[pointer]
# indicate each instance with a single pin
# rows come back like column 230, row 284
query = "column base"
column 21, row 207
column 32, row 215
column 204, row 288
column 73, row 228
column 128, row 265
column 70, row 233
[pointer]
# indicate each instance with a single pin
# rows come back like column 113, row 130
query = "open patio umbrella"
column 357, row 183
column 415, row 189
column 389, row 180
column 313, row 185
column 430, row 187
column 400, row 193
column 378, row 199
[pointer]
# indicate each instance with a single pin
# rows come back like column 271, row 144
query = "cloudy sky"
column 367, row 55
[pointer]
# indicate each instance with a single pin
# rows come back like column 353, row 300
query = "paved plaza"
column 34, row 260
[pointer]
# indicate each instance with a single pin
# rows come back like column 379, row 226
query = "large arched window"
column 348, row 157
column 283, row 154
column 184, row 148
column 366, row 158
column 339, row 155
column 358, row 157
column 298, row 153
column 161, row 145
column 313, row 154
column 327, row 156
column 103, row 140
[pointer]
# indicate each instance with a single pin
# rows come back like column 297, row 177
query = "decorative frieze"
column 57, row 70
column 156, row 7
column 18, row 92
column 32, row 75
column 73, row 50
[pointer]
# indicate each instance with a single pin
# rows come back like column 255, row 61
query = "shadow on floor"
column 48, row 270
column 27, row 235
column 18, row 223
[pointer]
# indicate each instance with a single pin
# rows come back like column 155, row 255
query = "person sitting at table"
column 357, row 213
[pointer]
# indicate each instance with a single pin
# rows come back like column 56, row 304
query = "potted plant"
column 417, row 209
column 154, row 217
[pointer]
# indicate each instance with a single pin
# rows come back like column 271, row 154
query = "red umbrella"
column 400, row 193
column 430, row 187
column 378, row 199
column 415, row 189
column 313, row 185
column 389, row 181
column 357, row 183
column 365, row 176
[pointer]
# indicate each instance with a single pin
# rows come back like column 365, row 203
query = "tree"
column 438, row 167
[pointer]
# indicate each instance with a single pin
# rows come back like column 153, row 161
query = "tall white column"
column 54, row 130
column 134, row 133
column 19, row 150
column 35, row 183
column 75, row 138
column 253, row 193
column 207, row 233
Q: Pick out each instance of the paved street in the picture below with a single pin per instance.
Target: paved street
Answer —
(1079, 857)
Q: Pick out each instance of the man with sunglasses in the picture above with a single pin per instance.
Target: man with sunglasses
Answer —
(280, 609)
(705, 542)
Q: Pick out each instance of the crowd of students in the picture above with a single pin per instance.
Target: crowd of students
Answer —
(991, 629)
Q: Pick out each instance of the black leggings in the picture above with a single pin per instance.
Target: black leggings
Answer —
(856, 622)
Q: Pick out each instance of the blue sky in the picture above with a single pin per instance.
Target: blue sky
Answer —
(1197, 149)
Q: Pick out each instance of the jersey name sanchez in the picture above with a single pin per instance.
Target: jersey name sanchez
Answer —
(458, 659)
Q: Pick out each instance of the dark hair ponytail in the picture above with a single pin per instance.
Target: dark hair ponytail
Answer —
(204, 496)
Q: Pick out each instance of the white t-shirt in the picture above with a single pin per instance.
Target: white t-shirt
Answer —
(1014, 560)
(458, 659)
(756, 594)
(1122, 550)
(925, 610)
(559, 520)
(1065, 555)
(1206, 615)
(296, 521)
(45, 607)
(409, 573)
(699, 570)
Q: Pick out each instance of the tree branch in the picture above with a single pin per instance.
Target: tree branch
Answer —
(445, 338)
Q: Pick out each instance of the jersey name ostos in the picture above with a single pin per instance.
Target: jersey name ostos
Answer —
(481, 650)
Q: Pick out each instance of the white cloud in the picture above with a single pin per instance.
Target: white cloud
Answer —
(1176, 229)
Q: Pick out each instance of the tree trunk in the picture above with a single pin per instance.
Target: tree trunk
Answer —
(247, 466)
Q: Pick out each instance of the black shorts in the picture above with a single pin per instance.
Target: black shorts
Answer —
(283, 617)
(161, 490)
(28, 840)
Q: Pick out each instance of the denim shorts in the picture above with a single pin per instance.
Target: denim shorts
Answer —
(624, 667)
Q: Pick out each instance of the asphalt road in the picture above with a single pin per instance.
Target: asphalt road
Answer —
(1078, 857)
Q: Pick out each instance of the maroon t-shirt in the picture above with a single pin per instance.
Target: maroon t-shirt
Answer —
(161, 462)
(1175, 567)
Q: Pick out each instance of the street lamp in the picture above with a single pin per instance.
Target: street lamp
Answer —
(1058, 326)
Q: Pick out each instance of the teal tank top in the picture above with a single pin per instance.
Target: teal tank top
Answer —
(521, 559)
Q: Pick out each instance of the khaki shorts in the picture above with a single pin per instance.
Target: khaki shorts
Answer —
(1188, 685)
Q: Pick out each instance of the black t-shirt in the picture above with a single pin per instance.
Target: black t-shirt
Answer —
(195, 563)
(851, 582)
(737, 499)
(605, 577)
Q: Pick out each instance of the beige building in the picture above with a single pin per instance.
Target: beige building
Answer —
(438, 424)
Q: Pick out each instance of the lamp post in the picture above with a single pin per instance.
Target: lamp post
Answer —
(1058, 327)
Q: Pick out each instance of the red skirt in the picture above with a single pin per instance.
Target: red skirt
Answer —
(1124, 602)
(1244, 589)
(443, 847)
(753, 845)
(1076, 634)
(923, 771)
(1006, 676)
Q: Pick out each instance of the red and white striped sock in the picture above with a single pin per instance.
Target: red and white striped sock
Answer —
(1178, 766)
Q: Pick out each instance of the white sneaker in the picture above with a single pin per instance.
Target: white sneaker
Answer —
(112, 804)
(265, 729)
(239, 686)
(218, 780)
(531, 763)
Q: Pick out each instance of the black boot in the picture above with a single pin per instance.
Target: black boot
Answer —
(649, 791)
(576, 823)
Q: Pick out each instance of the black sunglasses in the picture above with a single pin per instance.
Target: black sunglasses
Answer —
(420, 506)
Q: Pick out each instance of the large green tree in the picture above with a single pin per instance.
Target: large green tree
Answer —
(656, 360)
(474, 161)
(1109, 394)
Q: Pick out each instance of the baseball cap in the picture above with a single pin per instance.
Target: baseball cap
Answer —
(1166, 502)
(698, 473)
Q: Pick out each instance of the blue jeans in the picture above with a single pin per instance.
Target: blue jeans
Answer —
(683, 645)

-*-*-

WHAT IS EXPECTED –
Repeat, with no changes, each line from the one with "Q: Pick out each instance of the black t-shirt" to the end of the listing, including both ends and nothing else.

FULL ANSWER –
Q: Pick out each instance of the black t-shirt in the picture above with a single pin per instance.
Target: black t-shirt
Answer —
(195, 563)
(851, 582)
(737, 499)
(605, 577)
Q: Pick out each instance of the beige building in the picture above with a single pin per instance.
Target: beige building
Answer —
(438, 424)
Q: Pick out each instance of the lamp post in the picture above with a single pin per instance.
Target: lamp post
Answer —
(1058, 327)
Q: Pick out each instance of the red skirt in the picture above with a single pin per instance.
Target: red skirt
Answer —
(1124, 602)
(1244, 589)
(443, 847)
(753, 845)
(1076, 634)
(923, 771)
(1006, 676)
Q: Pick out each instance of the red and white striped sock in the picture above with a single pin per instance.
Target: red and white striped sock
Answer —
(1178, 766)
Q: Pick out each instance of the white sneaker in the picture above with a single pin per instance.
Target: white sneaker
Answer —
(112, 804)
(265, 729)
(239, 686)
(218, 780)
(531, 763)
Q: Pick out each instance of the black boot in the picture above with a single pin per instance.
Target: black boot
Answer —
(649, 791)
(576, 823)
Q: Pick out each instance of the black sunglasses in the picture above with a single pin per instance.
Target: black sunglasses
Answer —
(420, 506)
Q: Pick out each instance of the large green tree in the picture above with a single pin per instance.
Target: large green tree
Answer —
(656, 360)
(474, 161)
(1109, 394)
Q: Pick out each instance of the baseball cap in the picture above with a single pin per instance.
Target: baseball cap
Answer —
(1166, 502)
(698, 473)
Q: Pick out each instance of the blue jeans in the picture above with a single pin per instance.
Target: blue jeans
Answer —
(683, 645)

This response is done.